IBDGem

Program for positive genetic identification and IBD detection from low-coverage sequencing data

Generate Convert Improve

Install / Use

/learn @Paleogenomics/IBDGem

About this skill

Quality Score

0/100

README

IBDGem

IBDGem is an identity analysis tool designed to work with low-coverage sequencing data. The program compares sequence information from a poor sample (such as a forensic or ancient specimen) to genotype information from one or more samples generated independently via deep sequencing or microarrays. At each biallelic SNP, IBDGem calculates the probability of observing the sequencing data given that they come from an individual who has 0, 1, or 2 identical-by-descent chromosomes with the person providing the genotypes. In other words, the program evaluates the likelihood that the genotypes' source individual could also have generated the DNA sample of interest.

Installation
Usage
Example run
Main program (ibdgem.c)
Estimating IBD proportions for relatedness detection (hiddengem.c)
Auxiliary files

Installation

To compile

After downloading the latest package from Releases, extract the source code file. Then, navigate to the resulting IBDGem directory and type:

make

Add the IBDGem directory to your $PATH with:

export PATH=$(pwd):$PATH

Separate modules can also be compiled individually by typing:

make [module_name]

For example, to compile the hiddengem module, type:

make hiddengem

To remove object files and executables

In the IBDGem main directory, type:

make clean

Usage

Input

The main program (ibdgem.c) calculates likelihoods of IBD states at each SNP. Two types of input are required:

Pileup file containing sequence information of the unidentified sample.
A VCF or 3 files in the IMPUTE reference-panel format (with extensions .hap, .legend, and .indv) containing genotype data from a single or multiple test individuals.

The Pileup file can be generated from a BAM file with samtools:

samtools mpileup --output-MQ --output [out.pileup] [in.bam]

Using IMPUTE format has the advantage of being able to first filter genotypes by various metrics through vcftools before inputting to IBDGem if desired. The program also runs faster on IMPUTE files. The 3 IMPUTE files can be generated from a VCF file with:

vcftools  [ --vcf [in.vcf] | --gzvcf [in.vcf.gz] ] \
          --max-alleles 2 --min-alleles 2 \
          --max-missing 1 \
          --out [out-prefix] \
          --IMPUTE

If, instead of a VCF or IMPUTE files, you have a general format genotype file with 4 columns: rsID, chrom, allele1, allele2, you can use the gt2vcf.py script included in this repository to first convert the genotype file to VCF format (see the Auxiliary files section).

Linkage disequilibrium (LD) mode

Starting from version 2.0, IBDGem provides an option (--LD) to take linkage disequilibrium among alleles into account when calculating the likelihood of the IBD0 and IBD1 models. To do this, the program uses phased genotypes from a reference set of samples, which consists of either all samples from the VCF/IMPUTE files (default) or a specific subset of those samples specified via --background-list. For IBD0, IBDGem will then compare the Pileup data against the genotypes of these background individuals and take the average to be the likelihood of the data under the IBD0 model, over a genomic segment (determined via --window-size). For IBD1, IBDGem creates a pseudo diploid genotype by combining one haplotype from the target individual and one haplotype from each individual in the reference panel, over a genomic segment, then compares the Pileup data against these pseudo genotypes, taking the average over all possible pseudo genotype combinations (4 combinations per reference individual) to be the likelihood of the IBD1 model under LD.

### EXERCISE DESCRIPTION
Please answer these questions about the IBDGem README:
1. At each biallelic SNP, how many identical-by-descent chromosomes can the IBDGem models assume the sampled individual shares with the genotyped person?
2. What command compiles only the hiddengem module?
3. Starting from which version does IBDGem offer the --LD option?

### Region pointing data

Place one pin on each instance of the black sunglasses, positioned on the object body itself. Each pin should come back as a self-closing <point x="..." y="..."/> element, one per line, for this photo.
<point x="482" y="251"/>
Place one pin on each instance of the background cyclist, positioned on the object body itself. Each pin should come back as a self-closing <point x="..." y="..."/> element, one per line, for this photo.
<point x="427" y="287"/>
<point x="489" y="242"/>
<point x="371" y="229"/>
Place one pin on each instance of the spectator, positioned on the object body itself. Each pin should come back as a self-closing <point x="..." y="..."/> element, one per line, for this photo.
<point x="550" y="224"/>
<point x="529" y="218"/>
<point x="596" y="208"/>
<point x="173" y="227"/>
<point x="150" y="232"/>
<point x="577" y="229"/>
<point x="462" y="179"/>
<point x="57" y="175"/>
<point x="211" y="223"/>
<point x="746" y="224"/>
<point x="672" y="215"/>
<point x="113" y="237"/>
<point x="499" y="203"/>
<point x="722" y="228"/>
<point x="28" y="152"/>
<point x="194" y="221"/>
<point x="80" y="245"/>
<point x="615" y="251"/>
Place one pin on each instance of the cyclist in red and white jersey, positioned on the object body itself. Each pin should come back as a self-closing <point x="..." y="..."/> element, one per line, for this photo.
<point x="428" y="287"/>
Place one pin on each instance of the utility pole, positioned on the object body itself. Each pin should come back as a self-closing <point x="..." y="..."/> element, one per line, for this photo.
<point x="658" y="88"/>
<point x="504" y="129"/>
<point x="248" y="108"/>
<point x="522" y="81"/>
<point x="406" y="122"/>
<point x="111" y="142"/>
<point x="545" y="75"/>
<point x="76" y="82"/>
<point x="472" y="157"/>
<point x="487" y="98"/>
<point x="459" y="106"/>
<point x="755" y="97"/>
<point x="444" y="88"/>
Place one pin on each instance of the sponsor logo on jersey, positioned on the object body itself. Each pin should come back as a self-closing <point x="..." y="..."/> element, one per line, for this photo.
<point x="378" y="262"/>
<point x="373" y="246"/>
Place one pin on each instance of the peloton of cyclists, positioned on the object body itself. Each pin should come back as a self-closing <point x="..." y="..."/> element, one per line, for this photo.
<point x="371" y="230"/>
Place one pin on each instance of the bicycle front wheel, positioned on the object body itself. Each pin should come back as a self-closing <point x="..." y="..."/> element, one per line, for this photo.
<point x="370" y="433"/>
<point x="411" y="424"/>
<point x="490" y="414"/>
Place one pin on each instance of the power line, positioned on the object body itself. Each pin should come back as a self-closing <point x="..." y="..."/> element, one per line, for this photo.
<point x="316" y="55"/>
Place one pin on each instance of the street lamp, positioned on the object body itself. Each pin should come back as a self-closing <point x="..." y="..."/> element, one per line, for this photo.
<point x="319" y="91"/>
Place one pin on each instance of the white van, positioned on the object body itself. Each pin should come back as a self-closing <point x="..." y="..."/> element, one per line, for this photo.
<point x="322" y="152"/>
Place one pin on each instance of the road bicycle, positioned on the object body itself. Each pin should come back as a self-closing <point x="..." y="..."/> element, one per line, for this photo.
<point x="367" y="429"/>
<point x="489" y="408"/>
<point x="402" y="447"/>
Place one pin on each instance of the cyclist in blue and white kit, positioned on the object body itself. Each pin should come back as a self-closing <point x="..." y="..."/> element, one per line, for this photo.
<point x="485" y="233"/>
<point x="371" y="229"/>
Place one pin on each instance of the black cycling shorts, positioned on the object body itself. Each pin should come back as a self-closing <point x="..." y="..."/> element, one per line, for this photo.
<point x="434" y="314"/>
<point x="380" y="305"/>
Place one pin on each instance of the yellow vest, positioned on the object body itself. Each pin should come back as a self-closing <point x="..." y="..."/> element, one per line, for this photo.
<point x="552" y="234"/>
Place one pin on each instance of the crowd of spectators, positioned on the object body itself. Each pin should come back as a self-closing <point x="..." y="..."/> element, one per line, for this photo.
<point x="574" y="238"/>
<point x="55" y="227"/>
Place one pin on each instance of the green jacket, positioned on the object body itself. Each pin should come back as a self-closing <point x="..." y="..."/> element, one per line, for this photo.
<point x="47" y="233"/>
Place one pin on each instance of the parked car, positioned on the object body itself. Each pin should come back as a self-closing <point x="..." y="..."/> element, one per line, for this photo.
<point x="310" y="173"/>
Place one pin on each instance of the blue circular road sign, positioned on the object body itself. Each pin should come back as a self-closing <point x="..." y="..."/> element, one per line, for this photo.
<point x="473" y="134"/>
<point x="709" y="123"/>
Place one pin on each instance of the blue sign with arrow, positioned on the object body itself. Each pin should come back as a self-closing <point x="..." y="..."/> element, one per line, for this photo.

### PROBLEM SOLUTION
1. 0, 1, or 2.
2. make hiddengem
3. Version 2.0.